*** Source text Section Begins ***

I have a set of data, X and Y, which I wish to fit a line to, get the R and R^2 values for, and also graph the residuals from the difference between the best fit line values and the actual data. Here's my MATLAB code that does this:
maxx = max(X); minx = min(X);
fitx = minx:maxx / 1000:maxx;
coeff = polyfit(X,Y,1);
fity = polyval(coeff,fitx);
temp = corrcoef(X,Y);
R = temp(2); R_squared = R^2;
ysub = polyval(coeff,X);
residuals = Y - ysub;
subplot(1,2,1);
plot(X,Y,'+',fitx,fity,'r')
xlabel(['R = ' num2str(R) '; R^2 = ' num2str(R_squared)]);
subplot(1,2,2);
bar(residuals);
So I tested it on what should be an "ideal" dataset that could fit a line perfectly, and sure enough, I get an R and an R^2 value of 1, and my first plot looks fine, but my residuals are ranging from 7000 to -3000. Shouldn't my residuals be 0 if my R values are 1?
What am I misunderstanding here?
Here is the sample dataset:
X = [100 200 290 390 480 580 670 760 860 950]
Y = 1.0e+07 * [0.2429 0.4929 0.7183 0.9689 1.1946 1.4453 1.6711 1.8968 2.1477 2.3735]
It would be easier to diagnose with a sample dataset.
At a guess, the problem is that your first line should be:
maxx = max(X); minx = min(X);
The way you had it minx=min(Y) distorts your fitx and fity values
Edit:
Thank you for submitting the sample data. What you are seeing now is only rounding errors. Your R isn't actually 1, it's just really close. Try:
R-1
The result for your data is -1.0301e-07, indicating that the correlation isn't quite perfect. If R was exactly 1, then you are correct that the residuals would be zero. Your residuals are pretty small given the size of your data ( < 0.3% for the first point and at least 10x smaller for the rest) and are consistent with your measured correlation coefficient.
I think everything is working correctly.

*** Source text Section Ends ***

— Assigned task 1 —
In the MATLAB curve-fitting thread, list every function called in the code from "subplot(1,2,1);" through "bar(residuals);".
— Assigned task 2 —
Duplicate everything in the MATLAB curve-fitting thread from "xlabel(['R = '" down to "values are 1?".
— Assigned task 3 —
According to the MATLAB curve-fitting thread, what value does R-1 give for the sample data?

*** Listed entries Section Begins ***

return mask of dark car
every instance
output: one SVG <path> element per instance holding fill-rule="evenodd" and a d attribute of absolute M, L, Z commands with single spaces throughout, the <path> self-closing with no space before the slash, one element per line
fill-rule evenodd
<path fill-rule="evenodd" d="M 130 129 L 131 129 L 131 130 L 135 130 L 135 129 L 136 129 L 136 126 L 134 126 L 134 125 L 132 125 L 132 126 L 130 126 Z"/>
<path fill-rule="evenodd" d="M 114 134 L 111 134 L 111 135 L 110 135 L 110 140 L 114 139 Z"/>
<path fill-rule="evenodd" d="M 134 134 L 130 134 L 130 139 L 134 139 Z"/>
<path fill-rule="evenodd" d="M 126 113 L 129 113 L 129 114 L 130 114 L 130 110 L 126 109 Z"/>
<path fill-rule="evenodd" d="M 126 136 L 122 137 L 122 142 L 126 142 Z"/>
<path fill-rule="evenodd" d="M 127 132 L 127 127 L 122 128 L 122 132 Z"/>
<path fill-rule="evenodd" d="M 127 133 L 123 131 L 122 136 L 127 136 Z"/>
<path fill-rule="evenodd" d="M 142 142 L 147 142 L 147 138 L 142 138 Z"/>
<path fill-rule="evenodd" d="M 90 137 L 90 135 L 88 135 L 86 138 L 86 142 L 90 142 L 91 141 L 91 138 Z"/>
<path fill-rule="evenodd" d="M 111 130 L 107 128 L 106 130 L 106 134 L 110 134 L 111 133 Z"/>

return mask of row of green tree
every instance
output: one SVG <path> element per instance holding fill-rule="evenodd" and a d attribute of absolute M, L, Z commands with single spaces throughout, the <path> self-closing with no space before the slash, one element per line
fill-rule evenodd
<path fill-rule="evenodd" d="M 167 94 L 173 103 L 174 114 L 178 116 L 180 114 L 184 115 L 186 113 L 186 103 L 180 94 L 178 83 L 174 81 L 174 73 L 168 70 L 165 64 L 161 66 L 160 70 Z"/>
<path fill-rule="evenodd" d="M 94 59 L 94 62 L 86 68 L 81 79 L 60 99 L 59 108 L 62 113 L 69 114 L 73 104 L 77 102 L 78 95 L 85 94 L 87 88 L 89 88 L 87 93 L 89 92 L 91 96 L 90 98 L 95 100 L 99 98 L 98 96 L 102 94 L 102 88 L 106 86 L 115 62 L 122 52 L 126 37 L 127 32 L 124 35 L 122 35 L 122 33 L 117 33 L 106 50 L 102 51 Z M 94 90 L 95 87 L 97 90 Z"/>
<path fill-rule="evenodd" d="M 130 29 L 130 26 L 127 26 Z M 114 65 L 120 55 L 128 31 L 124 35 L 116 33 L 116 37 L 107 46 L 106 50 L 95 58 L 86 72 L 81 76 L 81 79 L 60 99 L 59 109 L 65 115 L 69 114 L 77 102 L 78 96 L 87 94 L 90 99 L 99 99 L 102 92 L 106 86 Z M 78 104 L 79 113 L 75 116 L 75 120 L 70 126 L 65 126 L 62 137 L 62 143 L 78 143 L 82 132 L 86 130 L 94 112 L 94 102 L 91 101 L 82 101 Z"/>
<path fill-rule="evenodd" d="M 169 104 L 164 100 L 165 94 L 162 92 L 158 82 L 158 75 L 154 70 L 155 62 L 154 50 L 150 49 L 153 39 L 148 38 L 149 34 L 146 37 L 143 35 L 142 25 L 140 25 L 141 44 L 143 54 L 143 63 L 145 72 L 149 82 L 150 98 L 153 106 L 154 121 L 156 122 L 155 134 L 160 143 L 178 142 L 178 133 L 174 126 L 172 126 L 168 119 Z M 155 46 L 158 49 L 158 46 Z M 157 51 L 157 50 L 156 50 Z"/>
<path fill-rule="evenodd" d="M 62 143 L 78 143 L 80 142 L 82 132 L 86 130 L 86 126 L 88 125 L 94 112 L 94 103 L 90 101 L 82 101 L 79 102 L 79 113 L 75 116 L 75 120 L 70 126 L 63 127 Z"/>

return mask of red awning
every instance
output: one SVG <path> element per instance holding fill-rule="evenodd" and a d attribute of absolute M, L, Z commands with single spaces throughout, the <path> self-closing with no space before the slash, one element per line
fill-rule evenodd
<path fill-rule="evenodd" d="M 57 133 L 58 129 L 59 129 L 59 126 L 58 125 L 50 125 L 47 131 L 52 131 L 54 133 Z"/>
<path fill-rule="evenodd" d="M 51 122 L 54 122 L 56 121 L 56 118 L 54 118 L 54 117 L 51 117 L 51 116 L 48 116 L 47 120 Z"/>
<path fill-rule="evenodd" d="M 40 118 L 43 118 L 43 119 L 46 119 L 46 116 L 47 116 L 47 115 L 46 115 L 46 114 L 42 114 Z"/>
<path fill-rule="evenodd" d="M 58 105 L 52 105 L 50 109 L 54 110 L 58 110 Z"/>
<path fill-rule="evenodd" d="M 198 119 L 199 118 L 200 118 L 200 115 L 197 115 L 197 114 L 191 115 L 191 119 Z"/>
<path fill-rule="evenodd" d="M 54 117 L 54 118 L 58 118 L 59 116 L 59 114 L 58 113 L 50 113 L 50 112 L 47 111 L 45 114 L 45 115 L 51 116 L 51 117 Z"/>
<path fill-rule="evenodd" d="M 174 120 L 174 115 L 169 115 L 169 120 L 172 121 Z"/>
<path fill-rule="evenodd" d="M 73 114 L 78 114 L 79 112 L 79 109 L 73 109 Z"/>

*** Listed entries Section Ends ***

— Problem solution 1 —
subplot, plot, xlabel, num2str, bar

— Problem solution 2 —
xlabel(['R = ' num2str(R) '; R^2 = ' num2str(R_squared)]);
subplot(1,2,2);
bar(residuals);
So I tested it on what should be an "ideal" dataset that could fit a line perfectly, and sure enough, I get an R and an R^2 value of 1, and my first plot looks fine, but my residuals are ranging from 7000 to -3000. Shouldn't my residuals be 0 if my R values are 1?

— Problem solution 3 —
-1.0301e-07